-- BEGIN DOCUMENT TEXT --
## Project 1
Select five CIFAR-10 (ℓ∞) models from RobustBench and re-evaluate them using AutoAttack under different values of the radius epsilon (e.g., from 1/255 to 16/255, regularly spaced interval including the baseline 8/255), using a subset of 100-200 samples. Compare the resulting robust accuracies and model rankings across these settings. Evaluate the stability of model rankings across different epsilon values. Identify cases where these changes lead to significant rank shifts and discuss what this reveals about the reliability of RobustBench leaderboards.


In [1]:
import torch
import torchvision.datasets
from robustbench.utils import load_model
from torch.utils.data import DataLoader, Subset
from autoattack import AutoAttack
from fractions import Fraction
import json
from pathlib import Path

In [4]:
class EvaluateOnAutoAttack:
    def __init__(self, models_names, epsilons, dataset, threat_model, device, checkpoint_path, batch_size):
        self._models_names = models_names
        self._epsilons = epsilons
        self._dataset = dataset
        self._threat_model = threat_model
        self._device = device
        self._checkpoint_path = checkpoint_path
        self._batch_size = batch_size

        self._test_data_loader = self._loadTestDataLoader()
        self._x_test, self._y_test = self._prepareTestForAutoAttack()

        self._models_aa_dict = dict()
        self._results_checkpoint = self._loadResultCheckpoint()

    def _loadTestDataLoader(self):
        if self._dataset == "cifar10":
            test_dataset = torchvision.datasets.CIFAR10(
                transform=torchvision.transforms.ToTensor(),
                train=False,
                root="./data/datasets",
                download=True,
            )

            test_dataset = Subset(test_dataset, list(range(200)))
            return DataLoader(test_dataset, batch_size=self._batch_size, shuffle=False)
        else:
            # TO-DO: manage error
            return None

    def _prepareTestForAutoAttack(self):
        all_x = []
        all_y = []

        for x, y in self._test_data_loader:
            all_x.append(x)
            all_y.append(y)

        x_test = torch.cat(all_x).to(self._device)    # shape [N, 3, H, W]
        y_test = torch.cat(all_y).to(self._device)     # shape [N]

        return x_test, y_test

    def _loadResultCheckpoint(self):
        if self._checkpoint_path.exists():
            with self._checkpoint_path.open("r") as f:
                return json.load(f)
        return {}

    def _saveResultCheckpoint(self):
        tmp = self._checkpoint_path.with_suffix(".tmp")
        with tmp.open("w") as f:
            json.dump(self._results_checkpoint, f, indent=2)
        tmp.replace(self._checkpoint_path)

    def _loadModel(self, model_name):
        if model_name in self._models_aa_dict:
            current_model = self._models_aa_dict[model_name]["model"]
        else:
            current_model = load_model(model_name=model_name, dataset=self._dataset, threat_model=self._threat_model)
            current_model.to(self._device)
            # current_model = BasePytorchClassifier(net)
            self._models_aa_dict[model_name] = dict()
-- END DOCUMENT TEXT --
-- BEGIN PROVIDED DATA --
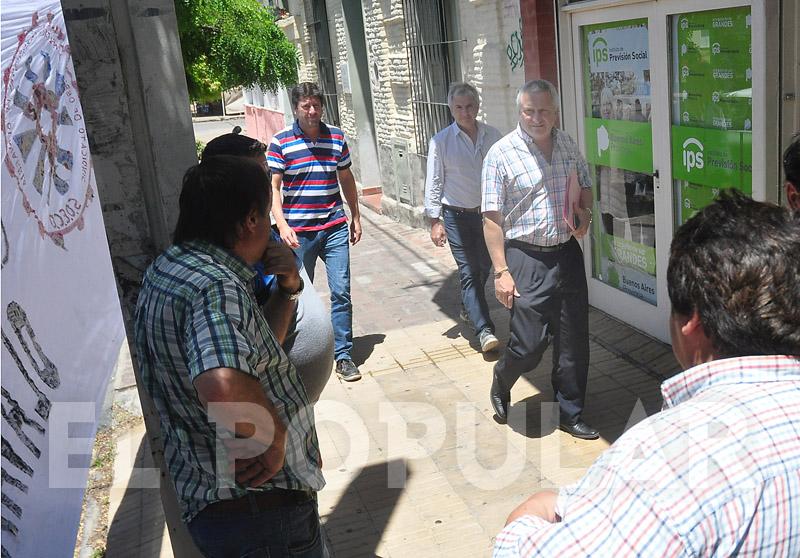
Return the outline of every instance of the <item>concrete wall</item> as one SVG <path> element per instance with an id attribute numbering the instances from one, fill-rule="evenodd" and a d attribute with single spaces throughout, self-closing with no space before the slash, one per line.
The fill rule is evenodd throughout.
-- END PROVIDED DATA --
**WHAT IS ASKED**
1. Write out the part of the Project 1 notebook from "tmp.replace(self._checkpoint_path)" to "current_model = BasePytorchClassifier(net)".
2. In the Project 1 notebook, list every parameter that the `__init__` method of `EvaluateOnAutoAttack` takes, other than `self`.

**PER-TASK ANSWERS**
1.
tmp.replace(self._checkpoint_path)

    def _loadModel(self, model_name):
        if model_name in self._models_aa_dict:
            current_model = self._models_aa_dict[model_name]["model"]
        else:
            current_model = load_model(model_name=model_name, dataset=self._dataset, threat_model=self._threat_model)
            current_model.to(self._device)
            # current_model = BasePytorchClassifier(net)

2.
- models_names
- epsilons
- dataset
- threat_model
- device
- checkpoint_path
- batch_size